─── Supplied records ───

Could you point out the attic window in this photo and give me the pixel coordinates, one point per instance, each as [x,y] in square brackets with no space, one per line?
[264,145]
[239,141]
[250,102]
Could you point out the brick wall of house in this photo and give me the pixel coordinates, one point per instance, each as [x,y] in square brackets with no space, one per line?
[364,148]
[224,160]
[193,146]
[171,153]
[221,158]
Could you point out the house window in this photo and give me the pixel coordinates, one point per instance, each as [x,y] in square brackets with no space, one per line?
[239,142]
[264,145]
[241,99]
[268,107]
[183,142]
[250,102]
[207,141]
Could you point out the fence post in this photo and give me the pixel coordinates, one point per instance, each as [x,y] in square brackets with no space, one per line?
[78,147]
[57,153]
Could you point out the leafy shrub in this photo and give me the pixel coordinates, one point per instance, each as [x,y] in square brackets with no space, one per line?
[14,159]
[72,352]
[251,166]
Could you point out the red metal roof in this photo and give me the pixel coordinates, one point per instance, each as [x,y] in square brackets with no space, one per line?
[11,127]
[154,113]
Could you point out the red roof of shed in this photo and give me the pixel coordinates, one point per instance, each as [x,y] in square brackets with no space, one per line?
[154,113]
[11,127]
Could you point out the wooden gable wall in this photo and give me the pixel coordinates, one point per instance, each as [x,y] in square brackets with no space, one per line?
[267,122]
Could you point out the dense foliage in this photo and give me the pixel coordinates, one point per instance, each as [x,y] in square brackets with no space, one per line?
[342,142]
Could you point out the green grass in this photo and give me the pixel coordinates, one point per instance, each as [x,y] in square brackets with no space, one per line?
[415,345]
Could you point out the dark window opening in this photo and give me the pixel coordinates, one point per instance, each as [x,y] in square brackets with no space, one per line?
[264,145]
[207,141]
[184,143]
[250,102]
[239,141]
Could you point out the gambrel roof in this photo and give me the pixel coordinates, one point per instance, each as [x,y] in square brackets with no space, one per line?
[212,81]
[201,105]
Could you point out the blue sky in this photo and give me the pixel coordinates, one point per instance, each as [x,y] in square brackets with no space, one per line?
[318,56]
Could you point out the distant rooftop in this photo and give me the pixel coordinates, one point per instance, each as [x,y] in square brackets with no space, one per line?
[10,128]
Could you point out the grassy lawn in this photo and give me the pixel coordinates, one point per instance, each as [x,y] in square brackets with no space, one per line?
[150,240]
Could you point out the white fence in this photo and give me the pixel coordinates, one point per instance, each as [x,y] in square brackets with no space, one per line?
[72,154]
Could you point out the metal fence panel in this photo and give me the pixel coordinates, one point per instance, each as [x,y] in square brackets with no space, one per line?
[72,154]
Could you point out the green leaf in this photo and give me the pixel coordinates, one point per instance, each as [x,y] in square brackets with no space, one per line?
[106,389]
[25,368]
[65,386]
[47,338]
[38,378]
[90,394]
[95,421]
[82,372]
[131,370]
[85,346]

───

Repeat all the entries word for word.

Could you point out the attic window in this photo and give me the pixel coordinates, one point per instance, each as [x,y] in square brackets with no space, one per line?
[264,145]
[239,141]
[250,102]
Could you point out the brick wall of house in this photo and give me the pixel coordinates, one point per instance, each as [x,y] in square brackets with no space, one per line?
[364,148]
[224,160]
[193,146]
[171,153]
[221,158]
Could you point out the house window in this photo and give me the pixel coordinates, one point per instance, each as [x,y] in square brackets with no space, one per line?
[239,142]
[264,145]
[241,99]
[268,107]
[183,142]
[250,102]
[207,141]
Could you point out the fence post in this photo and give me the pixel coordinates, one point per instance, each as [x,y] in square brackets with no space, one per line?
[78,147]
[57,153]
Could you point out the leafy shrub in this photo and give me the pixel coordinates, one point per instance, each as [x,y] in square brackets with no space, one per line?
[14,159]
[72,352]
[251,166]
Could you point out the red metal roof in this photo and give me the pixel coordinates, one point per instance, each as [x,y] in square brackets with no space, one per line?
[11,127]
[154,113]
Could you point out the red roof of shed in this photo and give me the pixel coordinates, one point per instance, each as [x,y] in square brackets with no space, one per line?
[154,113]
[11,127]
Could you point out the wooden gable wall in this photo and give me the pixel coordinates, one point per instance, each as [x,y] in square brackets with no space, one per line?
[267,122]
Could you point out the dense foliage in this photo and give me the pixel coordinates, one point per instance, each as [x,y] in square brackets with no space, one per line?
[342,142]
Could you point out the green grass in this photo and give me the pixel coordinates, one point per instance, each as [x,y] in square brackets with no space, one per line?
[415,345]
Could you point out the dark window opening in this photo and give me the pixel coordinates, one point per instance, each as [x,y] in square brackets with no space, one per line?
[264,145]
[207,141]
[184,143]
[250,102]
[239,141]
Could you point out the gambrel roof in this photo and give me the pixel coordinates, one point per instance, each as [x,y] in square brackets with no space, one per line?
[212,81]
[201,105]
Could you point out the blue sky in this photo and give me the pixel coordinates, one point per instance, each as [x,y] in square brackets with no space, one per line?
[318,56]
Could you point out the distant rooftop in this photo and give me the pixel coordinates, one point per instance, each as [x,y] in square brackets with no space, one per line?
[10,128]
Could you point out the grassy lawn in this photo and give me the pixel coordinates, one point per instance, each as [x,y] in square brackets with no space, one per line?
[150,240]
Could you point out the white fence in this photo and give me the pixel coordinates, one point per instance, each as [x,y] in square brackets with no space, one per line?
[72,154]
Could you point out the metal fence panel in this photo and give me the pixel coordinates, one point per instance, each as [x,y] in square brackets with no space, one per line?
[72,154]
Could you point out the green leaf in this photo and give me the pixel coordinates, one point per instance, each as [x,y] in square brackets with no space, one per line?
[106,389]
[25,368]
[65,386]
[47,338]
[38,378]
[90,394]
[95,421]
[82,372]
[131,370]
[85,346]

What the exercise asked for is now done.